BRIEF A »
Rewrite the text on adopting OTel from "What Actually Changes" to "to act immediately.", changing "Jaeger" to "Tempo".

PASSAGE SHOWN »
[START]

What Actually Changes When You Adopt OTel
I’ll be direct about the measurable improvements I’ve seen:
MTTR drops dramatically. Before OTel, debugging a cross-service issue meant bouncing between tools and logs for 45-90 minutes. With distributed tracing, you get an alert with a trace ID, open it in Jaeger, see the failing span, read the error. Five to fifteen minutes. That’s not a marginal improvement - it’s a step change.
On-call gets less painful. “Something’s broken, start digging” becomes “Span X in service Y failed with error Z, here’s the trace.” Engineers stop dreading pages because they have context to act immediately.
New services come pre-instrumented. When OTel is in your service template, instrumentation is part of the first PR, not a “we’ll add monitoring later” ticket that sits in the backlog for six months.
Vendor migrations become boring. And boring is exactly what you want for infrastructure changes.
Try It Yourself
The full lab is at github.com/moabukar/otel-demo. One make setup command gives you:
- A Kind cluster with Go and Python services, fully instrumented
- OTel Collector in DaemonSet + Gateway topology
- Jaeger for traces, Prometheus for metrics, Grafana for dashboards
- LocalStack simulating Lambda, ECS, and EC2 workloads
- All sending telemetry to the same pipeline
Run make traffic to generate requests and open Jaeger at localhost:16686. Click through a few traces. See how spans nest, how context propagates across services, how errors are highlighted.

[END]

EXERCISE DATA »
[START]

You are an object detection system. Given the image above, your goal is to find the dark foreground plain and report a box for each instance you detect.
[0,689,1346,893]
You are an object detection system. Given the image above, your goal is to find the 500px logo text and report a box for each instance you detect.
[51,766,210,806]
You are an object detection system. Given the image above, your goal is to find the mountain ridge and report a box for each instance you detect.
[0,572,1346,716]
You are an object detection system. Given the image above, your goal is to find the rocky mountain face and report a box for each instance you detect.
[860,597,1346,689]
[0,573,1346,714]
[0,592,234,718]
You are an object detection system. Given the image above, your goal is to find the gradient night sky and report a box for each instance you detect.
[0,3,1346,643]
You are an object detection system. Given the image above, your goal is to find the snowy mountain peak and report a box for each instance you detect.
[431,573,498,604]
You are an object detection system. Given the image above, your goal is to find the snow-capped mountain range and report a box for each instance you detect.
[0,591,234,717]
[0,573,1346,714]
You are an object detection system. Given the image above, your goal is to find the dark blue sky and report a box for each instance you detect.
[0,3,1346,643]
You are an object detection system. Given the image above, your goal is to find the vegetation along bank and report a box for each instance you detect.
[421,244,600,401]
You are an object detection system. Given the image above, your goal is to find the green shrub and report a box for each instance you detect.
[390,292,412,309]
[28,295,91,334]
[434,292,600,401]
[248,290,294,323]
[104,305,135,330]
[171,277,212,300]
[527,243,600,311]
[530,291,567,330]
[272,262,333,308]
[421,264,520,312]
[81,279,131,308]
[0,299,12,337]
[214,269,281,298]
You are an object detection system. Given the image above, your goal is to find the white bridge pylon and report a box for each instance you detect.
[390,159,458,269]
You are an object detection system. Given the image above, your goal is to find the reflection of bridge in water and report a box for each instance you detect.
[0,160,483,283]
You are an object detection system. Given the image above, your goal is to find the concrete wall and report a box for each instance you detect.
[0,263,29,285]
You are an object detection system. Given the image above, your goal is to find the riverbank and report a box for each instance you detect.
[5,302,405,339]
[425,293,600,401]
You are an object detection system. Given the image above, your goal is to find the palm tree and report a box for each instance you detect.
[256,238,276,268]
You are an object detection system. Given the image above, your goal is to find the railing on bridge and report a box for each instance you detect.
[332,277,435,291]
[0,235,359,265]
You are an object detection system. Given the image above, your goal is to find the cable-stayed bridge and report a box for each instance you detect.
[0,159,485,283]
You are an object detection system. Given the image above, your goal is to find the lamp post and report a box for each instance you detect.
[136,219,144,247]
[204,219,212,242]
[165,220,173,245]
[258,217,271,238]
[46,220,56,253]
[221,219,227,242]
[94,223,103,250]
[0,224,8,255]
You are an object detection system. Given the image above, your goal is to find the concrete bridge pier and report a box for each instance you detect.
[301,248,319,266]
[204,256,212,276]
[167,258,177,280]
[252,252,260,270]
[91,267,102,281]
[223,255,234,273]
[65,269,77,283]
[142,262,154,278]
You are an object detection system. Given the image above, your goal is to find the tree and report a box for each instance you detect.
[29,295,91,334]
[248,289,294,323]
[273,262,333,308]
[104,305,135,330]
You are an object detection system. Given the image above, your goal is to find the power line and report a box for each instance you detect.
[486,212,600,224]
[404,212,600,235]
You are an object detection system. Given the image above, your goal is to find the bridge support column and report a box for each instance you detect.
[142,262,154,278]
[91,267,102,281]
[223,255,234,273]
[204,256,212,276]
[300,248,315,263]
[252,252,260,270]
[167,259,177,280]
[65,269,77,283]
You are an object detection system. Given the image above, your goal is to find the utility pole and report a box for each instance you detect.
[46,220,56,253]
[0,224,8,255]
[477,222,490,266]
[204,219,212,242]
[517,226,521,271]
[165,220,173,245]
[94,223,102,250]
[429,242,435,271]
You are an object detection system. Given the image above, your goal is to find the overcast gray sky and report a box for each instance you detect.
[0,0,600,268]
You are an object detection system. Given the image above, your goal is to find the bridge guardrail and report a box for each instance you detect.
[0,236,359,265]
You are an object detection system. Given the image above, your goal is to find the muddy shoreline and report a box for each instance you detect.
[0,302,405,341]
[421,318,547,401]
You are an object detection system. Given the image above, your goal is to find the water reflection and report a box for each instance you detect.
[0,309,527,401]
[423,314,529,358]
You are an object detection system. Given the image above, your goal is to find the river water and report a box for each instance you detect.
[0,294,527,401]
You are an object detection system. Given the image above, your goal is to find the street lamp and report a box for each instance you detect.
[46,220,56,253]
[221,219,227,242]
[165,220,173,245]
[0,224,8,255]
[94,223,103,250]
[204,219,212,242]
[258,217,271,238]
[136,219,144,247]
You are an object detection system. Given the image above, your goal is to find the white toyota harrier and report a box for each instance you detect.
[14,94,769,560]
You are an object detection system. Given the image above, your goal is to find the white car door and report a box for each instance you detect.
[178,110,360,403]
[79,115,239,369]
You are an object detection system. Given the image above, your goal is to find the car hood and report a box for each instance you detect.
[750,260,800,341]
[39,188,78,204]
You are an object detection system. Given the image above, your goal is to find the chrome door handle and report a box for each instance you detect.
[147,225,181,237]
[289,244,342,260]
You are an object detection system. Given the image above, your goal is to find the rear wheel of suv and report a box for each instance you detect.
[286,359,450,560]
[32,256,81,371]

[END]

BRIEF B »
Copy the records above from the line with "the white car" to their last line, both ends included, without changing anything.

RESPONSE A »
What Actually Changes When You Adopt OTel
I’ll be direct about the measurable improvements I’ve seen:
MTTR drops dramatically. Before OTel, debugging a cross-service issue meant bouncing between tools and logs for 45-90 minutes. With distributed tracing, you get an alert with a trace ID, open it in Tempo, see the failing span, read the error. Five to fifteen minutes. That’s not a marginal improvement - it’s a step change.
On-call gets less painful. “Something’s broken, start digging” becomes “Span X in service Y failed with error Z, here’s the trace.” Engineers stop dreading pages because they have context to act immediately.

RESPONSE B »
You are an object detection system. Given the image above, your goal is to find the white car door and report a box for each instance you detect.
[178,110,360,403]
[79,115,239,369]
You are an object detection system. Given the image above, your goal is to find the car hood and report a box for each instance you detect.
[750,260,800,341]
[39,188,78,204]
You are an object detection system. Given the image above, your goal is to find the chrome door handle and report a box for each instance you detect.
[147,225,181,237]
[289,244,342,260]
You are an object detection system. Given the image above, your goal is to find the rear wheel of suv and report a box for each instance you detect.
[286,359,450,560]
[32,256,81,371]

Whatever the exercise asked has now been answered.